### Work instruction
Each line starting at the one that contains "Could you please locate the white" and ending at the one that contains "Could you please locate the terracotta" must be returned exactly, and the rest of the listing is left out.

### The input

┌──

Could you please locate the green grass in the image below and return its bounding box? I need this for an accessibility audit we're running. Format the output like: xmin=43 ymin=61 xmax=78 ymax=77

└──
┌──

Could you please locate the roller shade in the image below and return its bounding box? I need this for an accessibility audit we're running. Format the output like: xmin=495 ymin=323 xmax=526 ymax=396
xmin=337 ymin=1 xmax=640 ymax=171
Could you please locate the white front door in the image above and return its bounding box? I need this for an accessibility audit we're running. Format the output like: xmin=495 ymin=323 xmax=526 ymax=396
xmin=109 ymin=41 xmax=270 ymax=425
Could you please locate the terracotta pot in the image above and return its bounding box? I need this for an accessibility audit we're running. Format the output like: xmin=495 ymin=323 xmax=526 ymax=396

└──

### Response to the exercise
Could you please locate the white front door in the image above and return its bounding box? I need this for an accessibility audit we're running. Format the output like: xmin=495 ymin=323 xmax=526 ymax=396
xmin=109 ymin=41 xmax=270 ymax=425
Could you please locate the terracotta pot in the image above and return its bounding box? I need this for an accessibility audit we're running. Format the output like: xmin=495 ymin=323 xmax=526 ymax=396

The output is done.